** start of PROVIDED RECORDS **
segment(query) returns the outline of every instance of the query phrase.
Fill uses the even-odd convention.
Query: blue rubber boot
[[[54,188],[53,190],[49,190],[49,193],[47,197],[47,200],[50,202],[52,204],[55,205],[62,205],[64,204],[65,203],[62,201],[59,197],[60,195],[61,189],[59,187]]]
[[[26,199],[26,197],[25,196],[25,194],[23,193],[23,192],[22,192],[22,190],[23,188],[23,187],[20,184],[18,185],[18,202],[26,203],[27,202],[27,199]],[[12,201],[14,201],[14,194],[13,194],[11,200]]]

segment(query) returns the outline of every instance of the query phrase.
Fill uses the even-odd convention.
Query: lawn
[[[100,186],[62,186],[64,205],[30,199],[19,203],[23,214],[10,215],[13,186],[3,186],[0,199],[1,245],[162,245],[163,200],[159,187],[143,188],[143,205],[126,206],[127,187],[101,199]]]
** end of PROVIDED RECORDS **
EXERCISE: Output the lines of every row precisely as they stand, with nothing altered.

RESULT OF THE TASK:
segment(query) returns the outline of every instance of the query phrase.
Fill uses the even-odd convention.
Query: blue rubber boot
[[[54,188],[53,190],[49,190],[49,193],[47,197],[47,200],[50,202],[52,204],[55,205],[62,205],[64,204],[65,203],[62,201],[59,197],[60,195],[61,189],[59,187]]]
[[[26,199],[26,197],[25,196],[25,194],[23,193],[23,192],[22,192],[22,190],[23,188],[23,187],[20,184],[18,185],[18,202],[26,203],[27,202],[27,199]],[[12,201],[14,201],[14,194],[13,194],[11,200]]]

segment(query) returns the outline of every instance of the query phrase.
Fill uses the even-odd convention.
Query: lawn
[[[100,186],[62,186],[64,205],[30,199],[19,203],[23,214],[10,215],[13,186],[3,186],[0,199],[1,245],[162,245],[163,200],[159,187],[143,188],[143,205],[126,206],[127,187],[101,199]]]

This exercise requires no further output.